(Entries from a point annotation set)
———

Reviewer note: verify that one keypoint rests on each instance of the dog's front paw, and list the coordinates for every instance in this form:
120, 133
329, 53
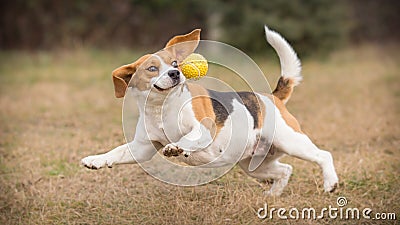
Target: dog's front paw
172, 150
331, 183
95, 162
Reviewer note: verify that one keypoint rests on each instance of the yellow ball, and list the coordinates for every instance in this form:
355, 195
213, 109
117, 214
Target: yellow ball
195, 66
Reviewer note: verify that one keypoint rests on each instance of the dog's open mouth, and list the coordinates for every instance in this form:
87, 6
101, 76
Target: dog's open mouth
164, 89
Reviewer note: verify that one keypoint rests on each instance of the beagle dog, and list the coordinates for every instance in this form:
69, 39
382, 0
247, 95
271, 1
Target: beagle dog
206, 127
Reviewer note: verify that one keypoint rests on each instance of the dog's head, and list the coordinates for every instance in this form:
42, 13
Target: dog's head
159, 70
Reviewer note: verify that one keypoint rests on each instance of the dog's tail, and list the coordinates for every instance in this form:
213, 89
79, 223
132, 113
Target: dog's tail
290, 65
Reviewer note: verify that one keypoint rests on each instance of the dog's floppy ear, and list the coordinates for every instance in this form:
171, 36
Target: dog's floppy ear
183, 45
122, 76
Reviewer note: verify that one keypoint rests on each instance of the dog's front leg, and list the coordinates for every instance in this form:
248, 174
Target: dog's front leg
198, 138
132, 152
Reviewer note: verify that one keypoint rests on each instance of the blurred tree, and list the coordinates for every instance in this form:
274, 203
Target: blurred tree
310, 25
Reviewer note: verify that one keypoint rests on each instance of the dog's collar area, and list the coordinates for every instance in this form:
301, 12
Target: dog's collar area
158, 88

———

_TASK TO CARRY OUT:_ Copy out the whole listing above, swapping every "keypoint" for "marker" and changing nothing else. Leave the pictures out.

_RESPONSE BELOW:_
Reviewer note: verify that one marker rests on each instance of the dog's front paw, and list the coordinates for every instance in this form:
120, 133
329, 53
Target: dog's front paw
172, 150
331, 183
95, 162
Reviewer note: verify that one marker rests on each instance of the yellow ball, and list the coordinates for every instance in this form:
355, 195
213, 109
117, 214
Target: yellow ball
195, 66
Reviewer note: verify that one marker rests on each instance of the dog's open mouth, and list the coordinates for every instance in this form:
87, 6
101, 76
Target: dog's open mouth
164, 89
Reviewer note: verify that one marker rests on each instance of the beagle dog, and list the coordinates for every instance in this form:
69, 39
382, 0
247, 95
271, 1
Target: beagle dog
206, 127
Reviewer note: verify that one marker rests on each instance of the dog's head, and list the coordinates for every instance in this form:
42, 13
Target: dog's head
159, 70
Reviewer note: verify that one marker rests on each instance of the dog's tail, and list the coordinates for every instance in this form:
213, 89
79, 223
132, 113
Target: dog's tail
290, 65
Reviewer note: verify that one marker rests on each instance of the dog's floppy ear, and list the coordinates for every instance in this form:
171, 36
Target: dog's floppy ear
183, 45
122, 76
Reviewer note: verify that one marker rests on each instance of the dog's front leg, and list the coordinates for every instance in this form:
248, 174
Target: dog's front leg
198, 138
132, 152
Reviewer note: verify that one marker rests on each instance of the blurred tree, and list the coordinates for every instance in this form:
274, 203
Target: blurred tree
310, 25
Reviewer note: verify that one marker rests on each instance of the dog's collar area, and list the coordinates for every instance in this form:
301, 12
Target: dog's collar area
158, 88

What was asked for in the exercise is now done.